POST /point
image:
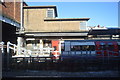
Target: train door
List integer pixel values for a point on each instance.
(106, 48)
(55, 45)
(100, 48)
(112, 49)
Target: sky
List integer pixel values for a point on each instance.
(100, 13)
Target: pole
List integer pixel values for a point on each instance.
(21, 16)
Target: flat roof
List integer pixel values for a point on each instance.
(36, 7)
(66, 19)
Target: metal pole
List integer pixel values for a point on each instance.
(2, 48)
(21, 16)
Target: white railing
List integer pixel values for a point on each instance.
(2, 46)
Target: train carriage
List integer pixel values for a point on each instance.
(76, 50)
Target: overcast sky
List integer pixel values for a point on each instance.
(102, 13)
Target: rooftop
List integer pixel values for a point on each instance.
(36, 7)
(66, 19)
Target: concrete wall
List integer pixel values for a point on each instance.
(34, 22)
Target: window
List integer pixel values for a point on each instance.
(50, 13)
(83, 26)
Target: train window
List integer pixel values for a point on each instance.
(62, 47)
(75, 48)
(55, 48)
(84, 48)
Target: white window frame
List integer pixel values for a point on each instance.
(47, 13)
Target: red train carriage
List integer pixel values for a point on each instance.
(76, 50)
(107, 49)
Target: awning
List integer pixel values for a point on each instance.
(56, 34)
(82, 43)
^^^^^^^^
## Written task:
Rewrite the stretch of the listing from the line containing "Target: rooftop" through its final line as a Markdown table with the columns Row and Listing line. Number each row and leave out blank lines.

## Complete output:
| Row | Listing line |
|---|---|
| 1 | Target: rooftop |
| 2 | List integer pixel values for a point on each instance. |
| 3 | (36, 7) |
| 4 | (66, 19) |
| 5 | Target: concrete wall |
| 6 | List integer pixel values for a point on each instance. |
| 7 | (34, 22) |
| 8 | Target: window |
| 9 | List integer pixel values for a point on each instance. |
| 10 | (50, 13) |
| 11 | (83, 26) |
| 12 | Target: train window |
| 13 | List integer pixel values for a point on each instance. |
| 14 | (62, 47) |
| 15 | (75, 48) |
| 16 | (55, 48) |
| 17 | (84, 48) |
| 18 | Target: white window frame |
| 19 | List integer pixel values for a point on each instance. |
| 20 | (47, 13) |
| 21 | Target: red train carriage |
| 22 | List integer pixel values for a point on each instance. |
| 23 | (76, 50) |
| 24 | (107, 49) |
| 25 | Target: awning |
| 26 | List integer pixel values for a point on each instance. |
| 27 | (56, 34) |
| 28 | (82, 43) |